*作業内容*:
- 1) ネオニコチノイド系農薬に関する文書のうち、「ネオニコチノイド系農薬については以前」で始まる段落を、主な事実を残して短い箇条書きに書き直すこと。
- 2) ネオニコチノイド系農薬に関する文書から、「ネオニコチノイド系農薬につい」と「るめてしまったのでしょうか?」の間を、その両方の語句も含めてそのまま抜き出すこと。

*元の文書*:

ネオニコチノイド系農薬については以前「ミツバチがいなくなる?」でもお伝えしました。近年多く使われるようになった新しいタイプの殺虫剤で、農業用だけでなく家庭用の殺虫剤や、ペットのノミとり・シロアリ退治などにも使われています。害虫の神経のはたらきを乱す「神経毒性」が強く、水溶性で作物に浸透して洗い落とせないので、効き目の長い農薬です。イチゴやメロン、スイカ、ナシ、ナスなどの受粉に欠かせないミツバチの大量死の原因ともされていることから、EUでは2013年に一時使用禁止に、そして今年になってアメリカでも、使用拡大が禁止されたばかりです。
海外で使用禁止になるような農薬の残留基準を、どうして日本ではゆるめてしまったのでしょうか?

*記録の抜粋*:

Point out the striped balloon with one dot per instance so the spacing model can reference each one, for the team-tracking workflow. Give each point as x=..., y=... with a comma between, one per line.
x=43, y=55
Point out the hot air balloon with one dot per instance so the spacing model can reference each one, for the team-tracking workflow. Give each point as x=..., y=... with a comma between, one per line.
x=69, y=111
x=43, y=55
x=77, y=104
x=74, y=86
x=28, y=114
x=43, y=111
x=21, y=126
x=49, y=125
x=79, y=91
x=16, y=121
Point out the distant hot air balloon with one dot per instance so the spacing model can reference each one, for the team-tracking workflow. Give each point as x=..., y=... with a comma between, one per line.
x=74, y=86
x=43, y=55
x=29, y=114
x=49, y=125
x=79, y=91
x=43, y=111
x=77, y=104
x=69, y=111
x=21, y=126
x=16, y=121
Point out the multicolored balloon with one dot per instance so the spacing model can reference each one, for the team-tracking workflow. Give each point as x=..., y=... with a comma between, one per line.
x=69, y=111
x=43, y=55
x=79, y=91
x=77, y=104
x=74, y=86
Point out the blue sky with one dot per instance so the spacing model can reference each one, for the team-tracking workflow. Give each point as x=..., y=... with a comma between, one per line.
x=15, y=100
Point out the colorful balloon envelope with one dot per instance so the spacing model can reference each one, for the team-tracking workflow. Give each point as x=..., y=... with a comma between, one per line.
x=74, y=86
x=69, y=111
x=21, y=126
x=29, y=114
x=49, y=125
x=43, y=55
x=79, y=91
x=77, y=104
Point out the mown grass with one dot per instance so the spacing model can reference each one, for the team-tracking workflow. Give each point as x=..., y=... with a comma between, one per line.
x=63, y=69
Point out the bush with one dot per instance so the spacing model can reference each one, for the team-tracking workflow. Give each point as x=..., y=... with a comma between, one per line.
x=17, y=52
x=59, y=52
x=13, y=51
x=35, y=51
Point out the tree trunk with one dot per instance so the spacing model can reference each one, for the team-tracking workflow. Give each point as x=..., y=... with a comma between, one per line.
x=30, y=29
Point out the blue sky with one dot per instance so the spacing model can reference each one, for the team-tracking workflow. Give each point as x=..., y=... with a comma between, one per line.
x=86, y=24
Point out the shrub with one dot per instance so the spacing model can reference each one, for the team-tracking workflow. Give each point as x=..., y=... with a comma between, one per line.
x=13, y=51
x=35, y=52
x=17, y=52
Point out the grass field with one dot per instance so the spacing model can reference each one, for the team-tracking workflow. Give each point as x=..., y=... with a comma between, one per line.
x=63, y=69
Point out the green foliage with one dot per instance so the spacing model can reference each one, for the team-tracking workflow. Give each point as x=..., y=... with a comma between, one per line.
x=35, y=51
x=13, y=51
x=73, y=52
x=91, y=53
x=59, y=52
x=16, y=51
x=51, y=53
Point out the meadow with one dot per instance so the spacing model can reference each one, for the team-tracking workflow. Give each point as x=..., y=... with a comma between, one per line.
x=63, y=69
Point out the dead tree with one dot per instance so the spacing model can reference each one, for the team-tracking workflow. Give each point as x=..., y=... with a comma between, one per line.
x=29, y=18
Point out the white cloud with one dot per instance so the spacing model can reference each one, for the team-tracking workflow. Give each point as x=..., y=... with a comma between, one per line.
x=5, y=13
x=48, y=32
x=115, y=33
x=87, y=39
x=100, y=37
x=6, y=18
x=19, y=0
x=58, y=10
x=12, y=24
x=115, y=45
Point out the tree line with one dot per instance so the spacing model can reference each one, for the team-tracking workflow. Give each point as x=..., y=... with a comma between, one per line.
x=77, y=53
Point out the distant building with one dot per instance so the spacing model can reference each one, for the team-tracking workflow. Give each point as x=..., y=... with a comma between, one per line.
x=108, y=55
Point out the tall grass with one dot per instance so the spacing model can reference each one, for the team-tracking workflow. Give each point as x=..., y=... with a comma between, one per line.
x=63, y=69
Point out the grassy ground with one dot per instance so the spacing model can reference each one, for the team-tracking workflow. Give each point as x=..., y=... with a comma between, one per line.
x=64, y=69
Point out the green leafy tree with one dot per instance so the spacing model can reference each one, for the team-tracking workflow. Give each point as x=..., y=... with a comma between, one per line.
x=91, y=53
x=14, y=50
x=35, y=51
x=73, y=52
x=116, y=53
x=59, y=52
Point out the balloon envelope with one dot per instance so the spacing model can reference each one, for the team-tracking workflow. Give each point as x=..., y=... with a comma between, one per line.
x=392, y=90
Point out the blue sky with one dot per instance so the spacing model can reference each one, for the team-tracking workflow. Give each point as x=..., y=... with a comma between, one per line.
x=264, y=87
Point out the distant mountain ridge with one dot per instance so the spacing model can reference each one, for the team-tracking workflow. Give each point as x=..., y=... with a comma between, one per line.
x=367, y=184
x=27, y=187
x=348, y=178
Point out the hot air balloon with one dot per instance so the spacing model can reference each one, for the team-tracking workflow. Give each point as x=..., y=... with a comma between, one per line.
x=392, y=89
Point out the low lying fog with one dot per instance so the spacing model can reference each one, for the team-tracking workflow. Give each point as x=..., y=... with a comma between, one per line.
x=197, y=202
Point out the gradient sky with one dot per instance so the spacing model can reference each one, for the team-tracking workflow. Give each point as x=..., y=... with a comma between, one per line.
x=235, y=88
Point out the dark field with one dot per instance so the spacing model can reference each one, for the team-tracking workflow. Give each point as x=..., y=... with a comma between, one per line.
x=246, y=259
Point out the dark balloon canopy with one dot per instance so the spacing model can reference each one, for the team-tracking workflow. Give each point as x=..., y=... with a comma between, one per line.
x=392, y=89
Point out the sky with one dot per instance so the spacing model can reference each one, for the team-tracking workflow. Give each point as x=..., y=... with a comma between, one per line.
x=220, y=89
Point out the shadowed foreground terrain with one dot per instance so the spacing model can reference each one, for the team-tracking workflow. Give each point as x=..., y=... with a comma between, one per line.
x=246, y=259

*解答*:
- 1)
- ネオニコチノイド系農薬は、近年多く使われるようになった新しいタイプの殺虫剤である。
- 農業用のほか、家庭用殺虫剤、ペットのノミとり、シロアリ退治にも使われている。
- 害虫の神経のはたらきを乱す神経毒性が強い。
- 水溶性で作物に浸透して洗い落とせないため、効き目が長い。
- イチゴやメロンなどの受粉に欠かせないミツバチの大量死の原因ともされている。
- EUでは2013年に一時使用禁止となり、アメリカでも今年になって使用拡大が禁止された。

- 2)
ネオニコチノイド系農薬については以前「ミツバチがいなくなる?」でもお伝えしました。近年多く使われるようになった新しいタイプの殺虫剤で、農業用だけでなく家庭用の殺虫剤や、ペットのノミとり・シロアリ退治などにも使われています。害虫の神経のはたらきを乱す「神経毒性」が強く、水溶性で作物に浸透して洗い落とせないので、効き目の長い農薬です。イチゴやメロン、スイカ、ナシ、ナスなどの受粉に欠かせないミツバチの大量死の原因ともされていることから、EUでは2013年に一時使用禁止に、そして今年になってアメリカでも、使用拡大が禁止されたばかりです。
海外で使用禁止になるような農薬の残留基準を、どうして日本ではゆるめてしまったのでしょうか?